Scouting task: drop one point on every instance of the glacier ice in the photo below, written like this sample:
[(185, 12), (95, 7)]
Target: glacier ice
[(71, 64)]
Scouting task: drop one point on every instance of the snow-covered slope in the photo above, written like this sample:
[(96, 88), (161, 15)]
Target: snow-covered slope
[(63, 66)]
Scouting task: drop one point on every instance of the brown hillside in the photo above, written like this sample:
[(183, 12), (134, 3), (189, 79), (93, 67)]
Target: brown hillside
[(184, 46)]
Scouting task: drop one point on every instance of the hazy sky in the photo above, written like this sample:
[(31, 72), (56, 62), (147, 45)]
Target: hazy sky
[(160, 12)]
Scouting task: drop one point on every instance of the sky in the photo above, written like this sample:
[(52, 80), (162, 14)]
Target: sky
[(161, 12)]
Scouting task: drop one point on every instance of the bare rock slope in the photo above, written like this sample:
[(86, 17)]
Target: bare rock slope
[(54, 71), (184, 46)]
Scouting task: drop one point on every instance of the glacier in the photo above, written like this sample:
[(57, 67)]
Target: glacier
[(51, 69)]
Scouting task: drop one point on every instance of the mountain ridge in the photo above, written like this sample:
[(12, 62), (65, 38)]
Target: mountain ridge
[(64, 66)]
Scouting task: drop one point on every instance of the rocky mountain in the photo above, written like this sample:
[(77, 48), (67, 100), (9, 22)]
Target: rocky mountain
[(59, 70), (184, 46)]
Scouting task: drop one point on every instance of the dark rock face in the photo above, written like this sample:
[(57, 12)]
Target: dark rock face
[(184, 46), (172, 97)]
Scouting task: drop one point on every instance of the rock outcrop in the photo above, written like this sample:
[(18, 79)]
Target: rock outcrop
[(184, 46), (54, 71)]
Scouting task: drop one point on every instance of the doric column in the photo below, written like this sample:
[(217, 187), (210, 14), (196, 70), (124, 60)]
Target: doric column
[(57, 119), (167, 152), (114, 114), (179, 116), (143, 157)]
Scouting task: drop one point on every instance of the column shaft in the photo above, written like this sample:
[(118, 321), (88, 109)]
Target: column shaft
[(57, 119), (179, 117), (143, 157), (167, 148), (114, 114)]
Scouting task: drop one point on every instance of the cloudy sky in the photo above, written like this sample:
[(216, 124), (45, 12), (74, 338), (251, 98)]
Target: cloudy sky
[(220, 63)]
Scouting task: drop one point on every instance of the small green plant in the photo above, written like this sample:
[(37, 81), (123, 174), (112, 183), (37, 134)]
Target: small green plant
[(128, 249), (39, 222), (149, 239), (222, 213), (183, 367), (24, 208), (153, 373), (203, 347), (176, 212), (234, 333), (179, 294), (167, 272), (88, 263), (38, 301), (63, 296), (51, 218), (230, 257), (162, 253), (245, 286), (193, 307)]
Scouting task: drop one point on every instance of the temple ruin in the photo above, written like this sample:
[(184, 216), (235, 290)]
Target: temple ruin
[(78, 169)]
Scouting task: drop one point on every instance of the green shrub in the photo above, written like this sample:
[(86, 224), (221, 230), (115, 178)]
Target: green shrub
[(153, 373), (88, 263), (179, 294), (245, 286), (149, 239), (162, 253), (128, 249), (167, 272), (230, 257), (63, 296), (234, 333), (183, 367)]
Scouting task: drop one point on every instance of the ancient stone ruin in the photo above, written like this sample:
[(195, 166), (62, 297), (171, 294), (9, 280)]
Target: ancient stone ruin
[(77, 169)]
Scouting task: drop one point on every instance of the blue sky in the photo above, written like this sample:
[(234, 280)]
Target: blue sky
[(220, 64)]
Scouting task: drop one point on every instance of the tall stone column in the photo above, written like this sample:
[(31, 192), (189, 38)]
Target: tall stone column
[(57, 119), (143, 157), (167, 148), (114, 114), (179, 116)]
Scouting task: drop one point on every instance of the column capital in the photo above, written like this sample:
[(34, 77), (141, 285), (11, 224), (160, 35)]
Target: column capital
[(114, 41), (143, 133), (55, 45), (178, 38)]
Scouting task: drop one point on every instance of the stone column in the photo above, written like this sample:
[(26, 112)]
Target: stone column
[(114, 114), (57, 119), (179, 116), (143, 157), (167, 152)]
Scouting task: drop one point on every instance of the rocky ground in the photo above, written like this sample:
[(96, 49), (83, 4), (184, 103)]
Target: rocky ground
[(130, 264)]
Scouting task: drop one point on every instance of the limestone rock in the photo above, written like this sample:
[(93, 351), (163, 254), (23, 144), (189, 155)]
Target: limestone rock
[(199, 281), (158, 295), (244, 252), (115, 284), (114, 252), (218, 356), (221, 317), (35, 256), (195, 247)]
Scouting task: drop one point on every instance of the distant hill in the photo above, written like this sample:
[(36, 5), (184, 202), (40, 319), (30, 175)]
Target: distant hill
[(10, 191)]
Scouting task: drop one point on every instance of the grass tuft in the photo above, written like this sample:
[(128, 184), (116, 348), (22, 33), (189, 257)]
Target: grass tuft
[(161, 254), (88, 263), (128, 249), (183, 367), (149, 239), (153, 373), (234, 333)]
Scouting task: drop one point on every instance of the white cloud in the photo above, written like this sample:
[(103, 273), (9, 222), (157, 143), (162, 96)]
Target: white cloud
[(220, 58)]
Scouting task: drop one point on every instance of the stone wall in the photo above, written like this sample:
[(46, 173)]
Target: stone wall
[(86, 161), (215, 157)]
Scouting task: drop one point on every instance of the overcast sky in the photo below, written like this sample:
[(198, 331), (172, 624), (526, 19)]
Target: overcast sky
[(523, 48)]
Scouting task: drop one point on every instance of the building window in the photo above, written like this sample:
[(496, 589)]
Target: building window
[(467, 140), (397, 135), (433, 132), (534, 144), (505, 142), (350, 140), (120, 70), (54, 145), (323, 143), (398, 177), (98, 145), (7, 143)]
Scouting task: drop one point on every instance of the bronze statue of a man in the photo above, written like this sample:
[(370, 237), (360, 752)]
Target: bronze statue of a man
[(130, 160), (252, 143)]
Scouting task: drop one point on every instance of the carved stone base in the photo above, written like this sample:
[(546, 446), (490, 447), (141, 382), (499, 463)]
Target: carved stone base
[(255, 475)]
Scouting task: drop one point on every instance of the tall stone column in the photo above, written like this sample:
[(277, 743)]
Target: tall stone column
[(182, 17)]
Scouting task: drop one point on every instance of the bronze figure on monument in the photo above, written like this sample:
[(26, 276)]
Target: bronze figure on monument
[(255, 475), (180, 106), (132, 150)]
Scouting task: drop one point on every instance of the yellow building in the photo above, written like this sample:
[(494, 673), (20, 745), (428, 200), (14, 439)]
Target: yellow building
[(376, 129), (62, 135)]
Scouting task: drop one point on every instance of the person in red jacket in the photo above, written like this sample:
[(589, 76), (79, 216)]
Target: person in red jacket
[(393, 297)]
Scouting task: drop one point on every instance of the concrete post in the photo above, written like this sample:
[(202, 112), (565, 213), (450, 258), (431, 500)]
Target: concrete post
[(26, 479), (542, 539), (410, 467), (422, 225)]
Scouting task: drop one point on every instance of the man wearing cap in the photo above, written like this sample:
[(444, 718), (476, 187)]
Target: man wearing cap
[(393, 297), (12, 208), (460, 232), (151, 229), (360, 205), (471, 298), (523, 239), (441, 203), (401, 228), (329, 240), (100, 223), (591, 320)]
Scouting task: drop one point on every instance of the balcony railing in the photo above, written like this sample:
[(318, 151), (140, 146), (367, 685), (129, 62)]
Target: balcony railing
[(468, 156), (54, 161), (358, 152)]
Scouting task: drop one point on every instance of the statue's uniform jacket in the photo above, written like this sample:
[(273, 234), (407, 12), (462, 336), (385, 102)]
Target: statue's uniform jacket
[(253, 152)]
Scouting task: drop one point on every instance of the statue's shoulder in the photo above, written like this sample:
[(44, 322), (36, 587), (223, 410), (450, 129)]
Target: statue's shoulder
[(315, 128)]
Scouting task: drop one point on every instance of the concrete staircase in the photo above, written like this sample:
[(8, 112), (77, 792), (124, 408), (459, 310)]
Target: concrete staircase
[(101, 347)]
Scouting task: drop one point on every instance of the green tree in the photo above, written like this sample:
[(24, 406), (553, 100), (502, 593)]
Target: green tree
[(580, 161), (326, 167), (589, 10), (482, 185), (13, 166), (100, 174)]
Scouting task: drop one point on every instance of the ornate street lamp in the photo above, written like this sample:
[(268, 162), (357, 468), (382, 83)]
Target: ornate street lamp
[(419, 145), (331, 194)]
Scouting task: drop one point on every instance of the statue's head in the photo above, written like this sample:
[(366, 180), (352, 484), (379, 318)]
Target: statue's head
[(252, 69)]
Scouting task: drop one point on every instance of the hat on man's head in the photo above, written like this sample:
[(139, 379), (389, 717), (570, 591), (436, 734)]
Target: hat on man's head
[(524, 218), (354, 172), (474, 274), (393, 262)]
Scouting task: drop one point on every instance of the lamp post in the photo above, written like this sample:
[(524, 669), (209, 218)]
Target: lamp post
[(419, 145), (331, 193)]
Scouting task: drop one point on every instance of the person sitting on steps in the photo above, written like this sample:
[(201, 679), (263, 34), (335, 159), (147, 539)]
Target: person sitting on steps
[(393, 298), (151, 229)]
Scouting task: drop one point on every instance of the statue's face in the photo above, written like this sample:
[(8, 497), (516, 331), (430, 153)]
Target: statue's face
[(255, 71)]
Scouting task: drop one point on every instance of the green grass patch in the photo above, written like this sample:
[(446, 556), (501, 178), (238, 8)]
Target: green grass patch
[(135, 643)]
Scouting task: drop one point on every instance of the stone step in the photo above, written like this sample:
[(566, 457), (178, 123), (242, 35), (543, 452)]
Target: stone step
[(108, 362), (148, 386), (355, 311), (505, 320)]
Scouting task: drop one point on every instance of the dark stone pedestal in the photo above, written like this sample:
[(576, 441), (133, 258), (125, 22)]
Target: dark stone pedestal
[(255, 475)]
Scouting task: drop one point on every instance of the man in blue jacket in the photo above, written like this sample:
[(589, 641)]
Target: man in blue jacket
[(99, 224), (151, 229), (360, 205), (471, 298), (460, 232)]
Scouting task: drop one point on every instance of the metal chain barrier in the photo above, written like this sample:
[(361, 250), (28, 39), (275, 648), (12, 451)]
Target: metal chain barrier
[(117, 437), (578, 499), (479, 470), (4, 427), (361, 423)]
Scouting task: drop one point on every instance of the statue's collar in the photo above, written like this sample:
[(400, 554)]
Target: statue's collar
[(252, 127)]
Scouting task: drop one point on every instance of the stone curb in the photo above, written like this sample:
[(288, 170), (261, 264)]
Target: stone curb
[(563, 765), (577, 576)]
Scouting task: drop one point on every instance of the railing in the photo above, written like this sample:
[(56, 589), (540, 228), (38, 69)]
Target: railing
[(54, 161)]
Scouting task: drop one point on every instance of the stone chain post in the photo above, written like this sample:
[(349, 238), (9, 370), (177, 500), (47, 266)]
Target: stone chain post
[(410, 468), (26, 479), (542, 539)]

◆ ◆ ◆ ◆ ◆ ◆ ◆

## Task directions
Give exactly the lines from the one with "the dark stone" to the end of the entries, nothing before them.

## Expected answer
Scouting task: drop one point on every instance of the dark stone pedestal in the photo above, written like this sample:
[(576, 441), (133, 258), (125, 22)]
Target: dark stone pedestal
[(255, 475)]
Scouting task: drop one point on every instance of the man in blue jacket in the photo above, written like this sample:
[(589, 641)]
Target: man in blue jacket
[(99, 224), (151, 229), (360, 205), (471, 298), (460, 232)]
Scouting task: drop one point on every instance of the metal chain barrier in the photo above, written like this sample:
[(361, 250), (28, 39), (275, 648), (12, 451)]
Target: metal chain barrier
[(117, 437), (578, 499), (479, 470), (4, 427), (361, 423)]
Scouting task: drop one point on every instance of the statue's collar in the photo above, written like this sample:
[(400, 554)]
Target: statue's collar
[(252, 127)]
Scouting task: drop one point on every instance of the stone curb in the photo above, written like this sample:
[(288, 170), (261, 264)]
Target: stone curb
[(563, 765), (577, 576)]
Scouting task: drop one point on every instance of the railing in the photo above, written like this sample:
[(56, 589), (540, 228), (38, 69)]
Target: railing
[(54, 161)]
Scouting task: drop one point on every instance of the stone chain post in the photo above, written like this sample:
[(349, 238), (9, 370), (177, 500), (47, 266)]
Target: stone chain post
[(410, 468), (26, 479), (542, 539)]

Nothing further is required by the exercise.